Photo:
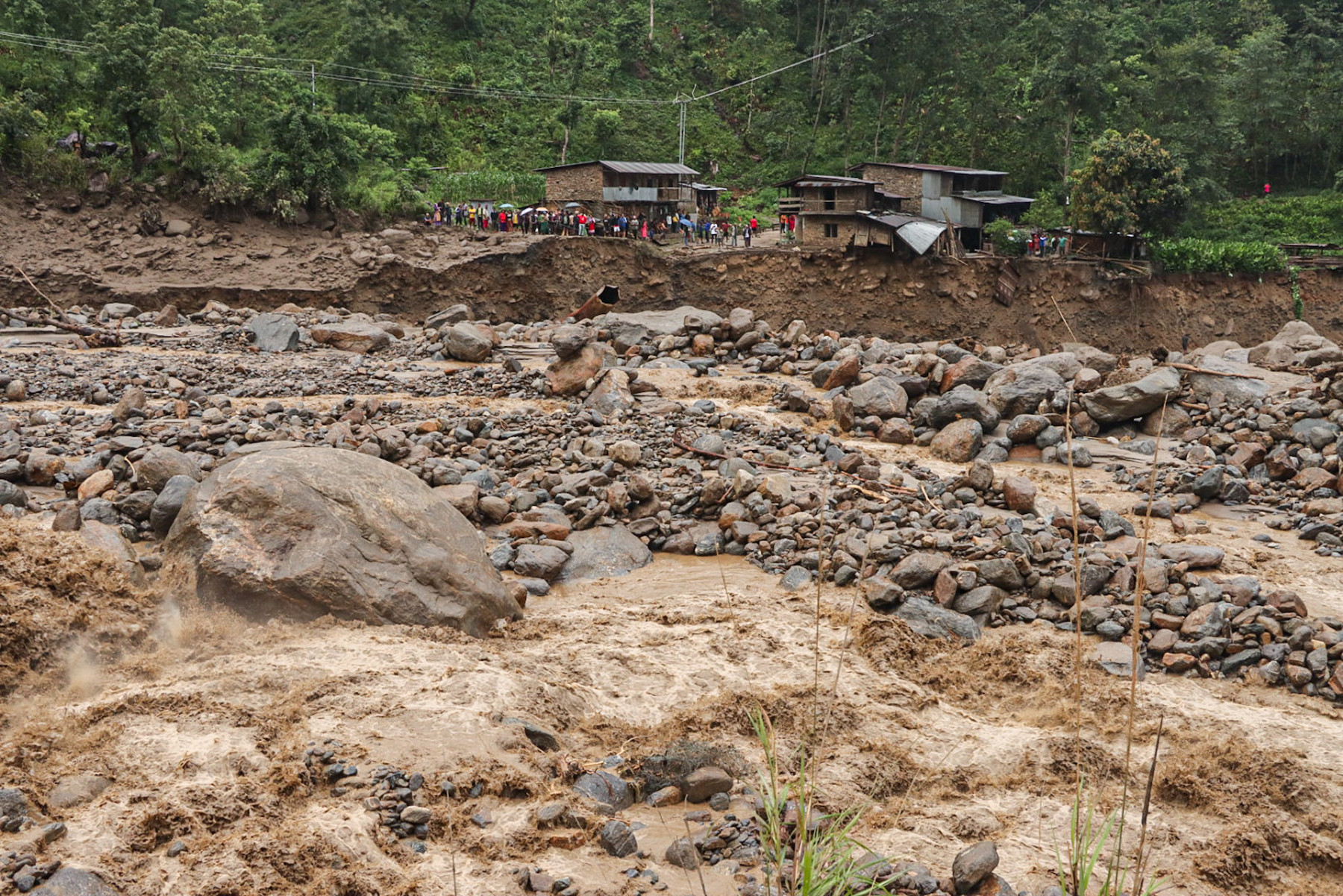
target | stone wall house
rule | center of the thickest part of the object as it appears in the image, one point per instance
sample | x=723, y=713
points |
x=968, y=198
x=651, y=188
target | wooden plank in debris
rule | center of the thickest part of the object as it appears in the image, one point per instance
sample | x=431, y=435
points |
x=1007, y=289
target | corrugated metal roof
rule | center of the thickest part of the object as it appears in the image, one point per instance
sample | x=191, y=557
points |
x=997, y=201
x=916, y=233
x=825, y=181
x=649, y=168
x=631, y=167
x=948, y=169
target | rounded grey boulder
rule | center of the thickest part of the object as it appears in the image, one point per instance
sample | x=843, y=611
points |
x=309, y=531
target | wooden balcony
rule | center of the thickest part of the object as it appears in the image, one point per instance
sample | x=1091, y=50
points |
x=804, y=206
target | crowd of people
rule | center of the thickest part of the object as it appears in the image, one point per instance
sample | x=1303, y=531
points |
x=712, y=230
x=1041, y=245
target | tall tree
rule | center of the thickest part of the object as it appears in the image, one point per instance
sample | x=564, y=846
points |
x=122, y=47
x=1130, y=184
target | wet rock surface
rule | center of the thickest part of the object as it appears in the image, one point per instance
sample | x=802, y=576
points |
x=347, y=469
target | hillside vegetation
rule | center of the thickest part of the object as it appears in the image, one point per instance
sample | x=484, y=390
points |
x=223, y=90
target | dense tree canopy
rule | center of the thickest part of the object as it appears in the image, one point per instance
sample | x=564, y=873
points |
x=1130, y=184
x=1242, y=92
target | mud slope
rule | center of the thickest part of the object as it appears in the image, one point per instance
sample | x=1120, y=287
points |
x=520, y=278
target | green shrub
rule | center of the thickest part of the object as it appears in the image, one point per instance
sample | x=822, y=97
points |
x=1282, y=219
x=1217, y=257
x=1007, y=238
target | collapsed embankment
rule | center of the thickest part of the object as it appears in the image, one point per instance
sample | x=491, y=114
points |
x=872, y=293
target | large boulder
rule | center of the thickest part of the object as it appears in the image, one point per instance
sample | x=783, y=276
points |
x=352, y=336
x=449, y=316
x=1300, y=336
x=1022, y=387
x=273, y=332
x=604, y=551
x=651, y=323
x=1130, y=401
x=933, y=621
x=611, y=392
x=1235, y=391
x=960, y=404
x=570, y=377
x=879, y=397
x=959, y=441
x=1091, y=357
x=310, y=531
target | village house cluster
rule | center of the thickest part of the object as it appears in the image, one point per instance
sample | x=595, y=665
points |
x=904, y=207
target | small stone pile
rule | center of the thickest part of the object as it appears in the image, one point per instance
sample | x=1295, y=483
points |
x=322, y=759
x=22, y=868
x=396, y=798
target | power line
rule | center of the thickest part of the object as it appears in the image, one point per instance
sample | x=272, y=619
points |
x=418, y=82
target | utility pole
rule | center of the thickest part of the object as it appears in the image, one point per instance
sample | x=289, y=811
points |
x=683, y=102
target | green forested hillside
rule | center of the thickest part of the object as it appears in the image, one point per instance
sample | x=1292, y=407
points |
x=1242, y=92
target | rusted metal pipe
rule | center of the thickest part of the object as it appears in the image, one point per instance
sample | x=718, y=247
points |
x=602, y=301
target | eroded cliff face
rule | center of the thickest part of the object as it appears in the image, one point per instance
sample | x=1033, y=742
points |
x=523, y=278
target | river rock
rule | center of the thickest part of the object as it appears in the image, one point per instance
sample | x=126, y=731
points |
x=539, y=560
x=683, y=855
x=983, y=601
x=469, y=342
x=919, y=570
x=604, y=551
x=1022, y=387
x=160, y=464
x=959, y=441
x=611, y=392
x=931, y=621
x=570, y=377
x=962, y=404
x=617, y=839
x=312, y=531
x=1235, y=391
x=973, y=865
x=352, y=336
x=1020, y=495
x=168, y=503
x=970, y=371
x=1130, y=401
x=273, y=332
x=449, y=316
x=569, y=340
x=1198, y=557
x=13, y=496
x=75, y=790
x=74, y=882
x=879, y=397
x=704, y=782
x=610, y=793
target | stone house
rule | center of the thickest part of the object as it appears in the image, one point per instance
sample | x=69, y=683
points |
x=968, y=198
x=653, y=188
x=842, y=213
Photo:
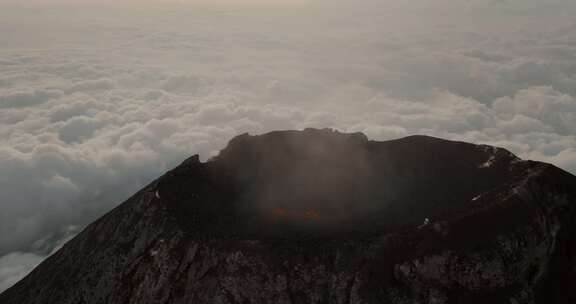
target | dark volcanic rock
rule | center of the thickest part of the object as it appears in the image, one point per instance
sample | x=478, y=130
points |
x=322, y=217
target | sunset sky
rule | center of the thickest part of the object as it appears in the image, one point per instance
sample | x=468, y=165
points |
x=98, y=98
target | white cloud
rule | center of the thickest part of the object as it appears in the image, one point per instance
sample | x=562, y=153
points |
x=92, y=110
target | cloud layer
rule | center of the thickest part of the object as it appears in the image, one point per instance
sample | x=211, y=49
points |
x=95, y=104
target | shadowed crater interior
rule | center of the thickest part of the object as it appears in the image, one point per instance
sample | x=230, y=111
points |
x=316, y=183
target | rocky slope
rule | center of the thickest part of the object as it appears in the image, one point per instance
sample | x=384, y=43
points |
x=322, y=217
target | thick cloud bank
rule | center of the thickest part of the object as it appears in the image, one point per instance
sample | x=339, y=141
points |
x=95, y=104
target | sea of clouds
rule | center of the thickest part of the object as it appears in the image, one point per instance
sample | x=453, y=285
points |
x=96, y=103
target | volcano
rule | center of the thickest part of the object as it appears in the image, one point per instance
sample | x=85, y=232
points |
x=318, y=216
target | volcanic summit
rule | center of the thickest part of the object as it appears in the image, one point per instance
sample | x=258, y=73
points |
x=318, y=216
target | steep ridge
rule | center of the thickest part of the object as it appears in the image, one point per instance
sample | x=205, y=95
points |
x=318, y=216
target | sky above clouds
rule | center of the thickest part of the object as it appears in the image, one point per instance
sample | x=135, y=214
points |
x=96, y=101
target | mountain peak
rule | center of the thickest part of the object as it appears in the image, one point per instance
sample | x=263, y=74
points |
x=318, y=216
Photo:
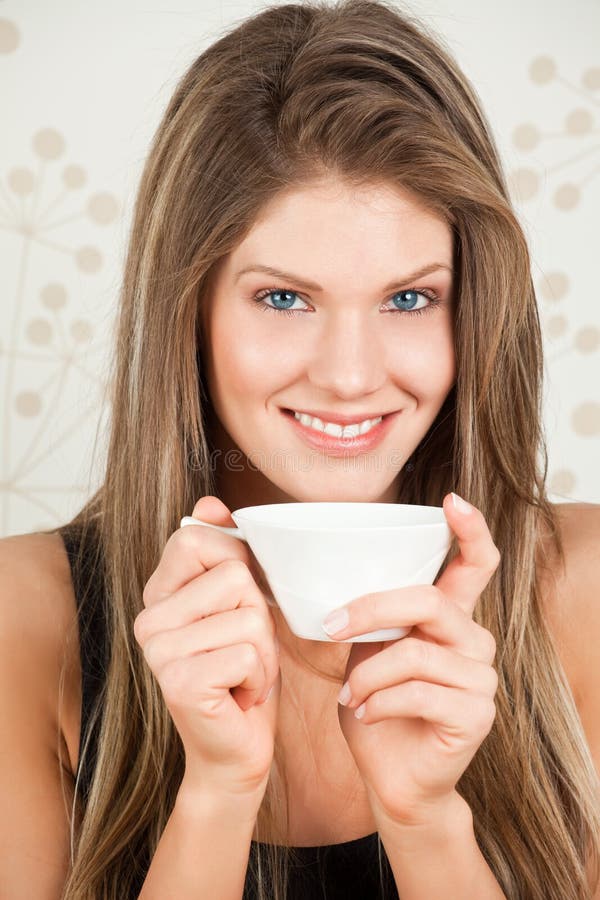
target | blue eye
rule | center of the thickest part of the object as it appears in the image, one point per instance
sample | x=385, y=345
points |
x=282, y=299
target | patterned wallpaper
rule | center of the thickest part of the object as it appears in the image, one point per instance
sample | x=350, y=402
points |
x=87, y=85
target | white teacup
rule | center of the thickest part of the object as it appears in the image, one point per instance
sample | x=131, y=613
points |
x=319, y=556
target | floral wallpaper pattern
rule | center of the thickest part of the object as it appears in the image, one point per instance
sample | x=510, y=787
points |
x=64, y=215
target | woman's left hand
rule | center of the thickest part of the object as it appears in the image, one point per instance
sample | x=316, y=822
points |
x=427, y=699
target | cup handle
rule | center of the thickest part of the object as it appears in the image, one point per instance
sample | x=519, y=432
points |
x=234, y=532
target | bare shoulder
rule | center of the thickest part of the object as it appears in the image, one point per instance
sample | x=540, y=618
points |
x=572, y=609
x=38, y=639
x=39, y=632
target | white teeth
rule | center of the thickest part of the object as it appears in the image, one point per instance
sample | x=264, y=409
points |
x=346, y=431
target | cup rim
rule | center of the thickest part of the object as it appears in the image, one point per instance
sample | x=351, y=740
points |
x=239, y=513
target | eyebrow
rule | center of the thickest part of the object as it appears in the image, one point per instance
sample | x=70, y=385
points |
x=313, y=286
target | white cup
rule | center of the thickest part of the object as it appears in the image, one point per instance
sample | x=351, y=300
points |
x=319, y=556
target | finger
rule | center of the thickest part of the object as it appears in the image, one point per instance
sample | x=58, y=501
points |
x=471, y=570
x=239, y=626
x=226, y=586
x=461, y=714
x=190, y=551
x=203, y=681
x=413, y=659
x=425, y=606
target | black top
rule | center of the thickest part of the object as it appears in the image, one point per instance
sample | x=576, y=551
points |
x=347, y=871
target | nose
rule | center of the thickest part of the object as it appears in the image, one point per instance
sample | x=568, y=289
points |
x=348, y=360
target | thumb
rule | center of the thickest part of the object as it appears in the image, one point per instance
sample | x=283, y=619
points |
x=213, y=510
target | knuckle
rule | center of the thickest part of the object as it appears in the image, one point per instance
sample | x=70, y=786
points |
x=418, y=695
x=486, y=716
x=488, y=645
x=436, y=600
x=237, y=572
x=416, y=653
x=140, y=627
x=147, y=592
x=494, y=680
x=493, y=560
x=248, y=655
x=186, y=539
x=174, y=680
x=153, y=652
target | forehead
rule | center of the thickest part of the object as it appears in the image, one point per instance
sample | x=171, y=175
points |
x=329, y=223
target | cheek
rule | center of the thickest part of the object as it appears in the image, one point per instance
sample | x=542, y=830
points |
x=424, y=361
x=251, y=359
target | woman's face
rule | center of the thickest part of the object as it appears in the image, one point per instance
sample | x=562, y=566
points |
x=363, y=340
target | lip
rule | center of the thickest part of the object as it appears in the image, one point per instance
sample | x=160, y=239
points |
x=334, y=446
x=337, y=418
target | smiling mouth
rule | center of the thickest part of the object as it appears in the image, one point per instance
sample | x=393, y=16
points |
x=349, y=430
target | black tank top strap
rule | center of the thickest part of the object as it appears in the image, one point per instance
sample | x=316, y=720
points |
x=88, y=585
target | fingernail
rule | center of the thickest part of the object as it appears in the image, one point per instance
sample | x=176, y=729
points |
x=335, y=621
x=461, y=505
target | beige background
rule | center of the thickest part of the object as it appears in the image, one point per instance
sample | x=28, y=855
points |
x=83, y=86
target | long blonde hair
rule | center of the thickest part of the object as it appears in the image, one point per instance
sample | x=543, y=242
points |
x=359, y=90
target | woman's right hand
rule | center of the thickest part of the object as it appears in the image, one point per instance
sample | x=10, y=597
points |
x=209, y=638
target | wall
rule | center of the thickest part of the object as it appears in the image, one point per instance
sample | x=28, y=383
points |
x=83, y=88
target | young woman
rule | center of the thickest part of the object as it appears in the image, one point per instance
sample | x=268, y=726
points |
x=322, y=232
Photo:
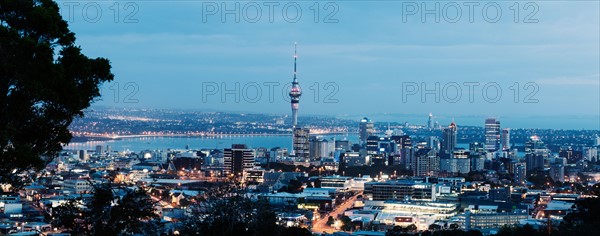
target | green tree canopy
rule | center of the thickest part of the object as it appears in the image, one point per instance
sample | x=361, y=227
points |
x=45, y=82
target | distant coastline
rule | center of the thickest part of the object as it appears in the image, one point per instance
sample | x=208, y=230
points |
x=83, y=139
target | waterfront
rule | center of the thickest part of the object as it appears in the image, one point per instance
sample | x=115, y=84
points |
x=196, y=142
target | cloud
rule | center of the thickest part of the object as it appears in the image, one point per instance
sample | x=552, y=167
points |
x=587, y=80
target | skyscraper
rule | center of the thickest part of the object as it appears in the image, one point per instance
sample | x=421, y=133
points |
x=492, y=135
x=505, y=139
x=237, y=159
x=367, y=128
x=300, y=144
x=449, y=139
x=430, y=121
x=295, y=93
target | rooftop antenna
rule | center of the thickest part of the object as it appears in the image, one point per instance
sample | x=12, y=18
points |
x=295, y=57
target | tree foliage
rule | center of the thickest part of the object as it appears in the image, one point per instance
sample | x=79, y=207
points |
x=236, y=215
x=109, y=214
x=45, y=82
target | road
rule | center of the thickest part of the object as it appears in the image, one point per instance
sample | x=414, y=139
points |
x=320, y=225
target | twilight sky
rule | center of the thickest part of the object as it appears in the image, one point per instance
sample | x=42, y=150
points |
x=360, y=58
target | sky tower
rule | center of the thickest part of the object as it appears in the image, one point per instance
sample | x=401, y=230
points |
x=295, y=94
x=300, y=142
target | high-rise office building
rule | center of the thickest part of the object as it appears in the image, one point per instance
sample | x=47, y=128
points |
x=367, y=129
x=83, y=156
x=520, y=173
x=505, y=140
x=449, y=139
x=430, y=122
x=536, y=154
x=402, y=141
x=492, y=135
x=320, y=148
x=426, y=162
x=301, y=147
x=237, y=159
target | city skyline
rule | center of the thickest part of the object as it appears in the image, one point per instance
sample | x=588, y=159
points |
x=188, y=50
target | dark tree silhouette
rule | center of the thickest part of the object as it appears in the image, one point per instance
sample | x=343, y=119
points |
x=236, y=215
x=108, y=214
x=45, y=82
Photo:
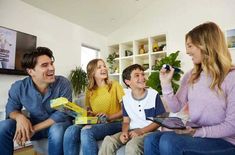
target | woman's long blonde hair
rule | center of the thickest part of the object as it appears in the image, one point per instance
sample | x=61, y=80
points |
x=91, y=68
x=216, y=58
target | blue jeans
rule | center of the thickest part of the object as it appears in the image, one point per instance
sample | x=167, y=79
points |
x=86, y=136
x=170, y=143
x=54, y=134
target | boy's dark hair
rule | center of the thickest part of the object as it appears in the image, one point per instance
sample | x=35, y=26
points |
x=126, y=74
x=29, y=59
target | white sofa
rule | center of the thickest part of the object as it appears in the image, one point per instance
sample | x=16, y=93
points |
x=41, y=146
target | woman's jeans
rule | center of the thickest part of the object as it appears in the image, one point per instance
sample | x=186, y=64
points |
x=54, y=134
x=170, y=143
x=87, y=136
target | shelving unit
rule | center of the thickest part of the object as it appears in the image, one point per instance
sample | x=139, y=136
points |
x=139, y=51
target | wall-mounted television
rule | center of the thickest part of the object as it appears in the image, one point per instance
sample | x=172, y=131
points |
x=13, y=45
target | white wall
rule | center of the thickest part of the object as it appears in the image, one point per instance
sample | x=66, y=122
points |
x=61, y=36
x=176, y=18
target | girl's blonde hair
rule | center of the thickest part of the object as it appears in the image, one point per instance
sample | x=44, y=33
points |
x=216, y=58
x=91, y=68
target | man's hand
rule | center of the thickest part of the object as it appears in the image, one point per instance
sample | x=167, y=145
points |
x=135, y=133
x=124, y=137
x=188, y=131
x=24, y=130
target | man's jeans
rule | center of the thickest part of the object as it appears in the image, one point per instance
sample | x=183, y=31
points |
x=54, y=134
x=87, y=136
x=170, y=143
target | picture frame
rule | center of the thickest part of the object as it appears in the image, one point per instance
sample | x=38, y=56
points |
x=230, y=37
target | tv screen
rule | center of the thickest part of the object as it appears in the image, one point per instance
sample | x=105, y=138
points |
x=13, y=45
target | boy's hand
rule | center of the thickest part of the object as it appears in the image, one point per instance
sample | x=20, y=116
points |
x=136, y=132
x=124, y=137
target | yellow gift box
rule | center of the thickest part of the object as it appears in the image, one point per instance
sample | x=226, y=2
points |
x=86, y=120
x=72, y=109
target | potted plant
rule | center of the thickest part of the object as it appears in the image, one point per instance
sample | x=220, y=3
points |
x=110, y=60
x=78, y=78
x=154, y=80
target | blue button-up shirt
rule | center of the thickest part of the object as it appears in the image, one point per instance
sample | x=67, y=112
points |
x=24, y=94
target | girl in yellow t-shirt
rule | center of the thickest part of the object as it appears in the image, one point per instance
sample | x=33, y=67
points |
x=103, y=98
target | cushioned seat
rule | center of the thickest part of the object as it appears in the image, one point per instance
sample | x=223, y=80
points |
x=41, y=146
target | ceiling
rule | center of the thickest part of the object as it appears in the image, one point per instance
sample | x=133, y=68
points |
x=101, y=16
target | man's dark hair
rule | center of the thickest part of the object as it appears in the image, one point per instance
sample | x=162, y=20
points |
x=126, y=74
x=29, y=59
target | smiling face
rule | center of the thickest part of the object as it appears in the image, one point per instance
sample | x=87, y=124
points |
x=193, y=51
x=137, y=80
x=101, y=71
x=44, y=71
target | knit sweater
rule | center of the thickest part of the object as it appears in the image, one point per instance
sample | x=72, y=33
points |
x=215, y=112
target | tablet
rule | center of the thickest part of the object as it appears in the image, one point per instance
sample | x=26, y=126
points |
x=172, y=122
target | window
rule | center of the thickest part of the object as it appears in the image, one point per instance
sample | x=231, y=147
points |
x=88, y=53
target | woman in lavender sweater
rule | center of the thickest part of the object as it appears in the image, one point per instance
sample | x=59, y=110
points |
x=209, y=91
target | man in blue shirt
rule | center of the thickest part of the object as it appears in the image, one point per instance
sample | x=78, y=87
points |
x=34, y=94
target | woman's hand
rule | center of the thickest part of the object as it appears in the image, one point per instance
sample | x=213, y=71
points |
x=102, y=117
x=166, y=76
x=24, y=130
x=124, y=137
x=136, y=133
x=188, y=131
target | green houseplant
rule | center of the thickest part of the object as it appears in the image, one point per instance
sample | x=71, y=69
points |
x=154, y=81
x=78, y=78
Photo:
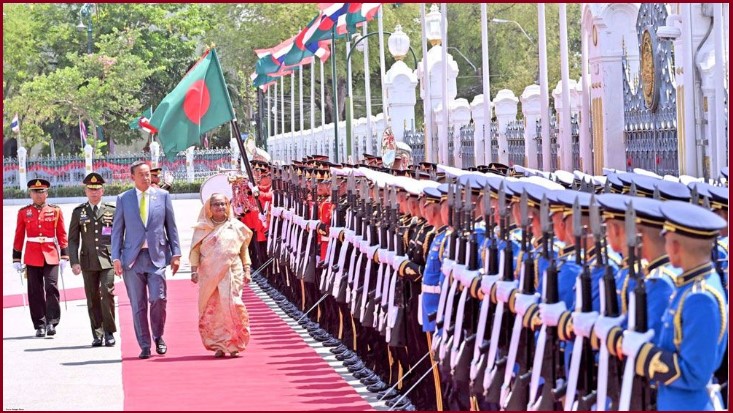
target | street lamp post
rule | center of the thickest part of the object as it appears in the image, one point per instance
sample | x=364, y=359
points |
x=86, y=12
x=397, y=41
x=537, y=73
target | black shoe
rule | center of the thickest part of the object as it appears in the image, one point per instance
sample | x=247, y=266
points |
x=331, y=342
x=385, y=394
x=339, y=349
x=377, y=387
x=160, y=346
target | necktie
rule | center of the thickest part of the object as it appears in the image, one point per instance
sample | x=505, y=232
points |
x=144, y=209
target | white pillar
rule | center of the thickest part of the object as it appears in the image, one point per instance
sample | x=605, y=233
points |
x=565, y=142
x=22, y=168
x=444, y=156
x=88, y=154
x=505, y=107
x=401, y=82
x=425, y=90
x=154, y=153
x=382, y=65
x=719, y=159
x=531, y=108
x=544, y=88
x=482, y=129
x=485, y=130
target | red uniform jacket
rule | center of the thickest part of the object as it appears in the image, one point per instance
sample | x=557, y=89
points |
x=43, y=227
x=324, y=214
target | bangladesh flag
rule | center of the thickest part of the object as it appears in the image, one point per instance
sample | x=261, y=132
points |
x=197, y=105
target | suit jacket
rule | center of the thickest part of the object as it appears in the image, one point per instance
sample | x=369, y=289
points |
x=129, y=233
x=93, y=233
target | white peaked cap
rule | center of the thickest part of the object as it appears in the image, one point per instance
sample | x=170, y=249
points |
x=545, y=183
x=647, y=173
x=451, y=171
x=686, y=179
x=565, y=176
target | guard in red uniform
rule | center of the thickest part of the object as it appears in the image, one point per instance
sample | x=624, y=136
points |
x=41, y=229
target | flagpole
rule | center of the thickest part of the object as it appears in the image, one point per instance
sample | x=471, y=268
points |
x=335, y=94
x=300, y=86
x=323, y=146
x=367, y=93
x=313, y=104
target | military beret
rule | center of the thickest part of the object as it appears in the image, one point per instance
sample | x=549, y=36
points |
x=93, y=181
x=691, y=220
x=39, y=184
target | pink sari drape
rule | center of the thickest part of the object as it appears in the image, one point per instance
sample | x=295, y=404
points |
x=223, y=318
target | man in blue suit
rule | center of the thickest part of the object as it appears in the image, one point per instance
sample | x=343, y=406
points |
x=144, y=242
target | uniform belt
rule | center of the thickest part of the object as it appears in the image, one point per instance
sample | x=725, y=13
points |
x=433, y=289
x=40, y=240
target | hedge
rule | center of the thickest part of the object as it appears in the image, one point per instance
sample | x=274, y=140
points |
x=109, y=189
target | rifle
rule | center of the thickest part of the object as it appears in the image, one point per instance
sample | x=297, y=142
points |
x=548, y=357
x=489, y=278
x=466, y=270
x=515, y=390
x=635, y=390
x=494, y=377
x=581, y=374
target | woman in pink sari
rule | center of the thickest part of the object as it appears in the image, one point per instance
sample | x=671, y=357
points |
x=220, y=264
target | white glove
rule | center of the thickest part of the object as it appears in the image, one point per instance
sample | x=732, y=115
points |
x=504, y=290
x=468, y=277
x=550, y=313
x=488, y=281
x=388, y=257
x=447, y=266
x=397, y=261
x=364, y=246
x=605, y=324
x=524, y=301
x=382, y=255
x=633, y=341
x=369, y=251
x=583, y=323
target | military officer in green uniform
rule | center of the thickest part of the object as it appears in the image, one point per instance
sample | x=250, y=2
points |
x=90, y=241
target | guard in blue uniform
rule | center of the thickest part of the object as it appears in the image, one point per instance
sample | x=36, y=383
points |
x=432, y=277
x=694, y=334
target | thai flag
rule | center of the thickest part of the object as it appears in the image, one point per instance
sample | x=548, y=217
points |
x=82, y=133
x=15, y=124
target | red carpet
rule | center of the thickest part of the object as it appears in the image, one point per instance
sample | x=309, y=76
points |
x=278, y=371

**Exercise**:
From the material above, output as a JSON list of strings the lines that start at the one containing "target | girl in yellow t-shirt" and end with the one containing "x=172, y=122", both included. Each line becomes one string, and blank lines are left out.

**Answer to the problem**:
[
  "target | girl in yellow t-shirt",
  "rule | center of the thickest part of the object as it appears in the image, one point per instance",
  "sample | x=33, y=67",
  "points |",
  "x=103, y=98",
  "target | cushioned seat",
  "rule | center of the thickest part of the object as it appears in the image, one point per instance",
  "sample | x=223, y=80",
  "points |",
  "x=41, y=146",
  "target | ceiling",
  "rule | center of the thickest part of the object as it appears in the image, one point per instance",
  "sample | x=133, y=68",
  "points |",
  "x=101, y=16",
  "target | man's dark hair",
  "rule | center of the thickest part of the object as it appears in the image, one point per instance",
  "sample | x=162, y=20",
  "points |",
  "x=126, y=74",
  "x=29, y=59",
  "target | smiling face",
  "rule | center of the thickest part of the object as it appears in the image, one point per instance",
  "sample | x=87, y=124",
  "points |",
  "x=193, y=51",
  "x=137, y=80",
  "x=101, y=71",
  "x=44, y=71",
  "target | knit sweater",
  "rule | center of the thickest part of the object as it appears in the image, one point per instance",
  "sample | x=72, y=33",
  "points |",
  "x=215, y=112",
  "target | tablet",
  "rule | center of the thickest part of the object as it appears in the image, one point per instance",
  "sample | x=26, y=126",
  "points |",
  "x=172, y=122"
]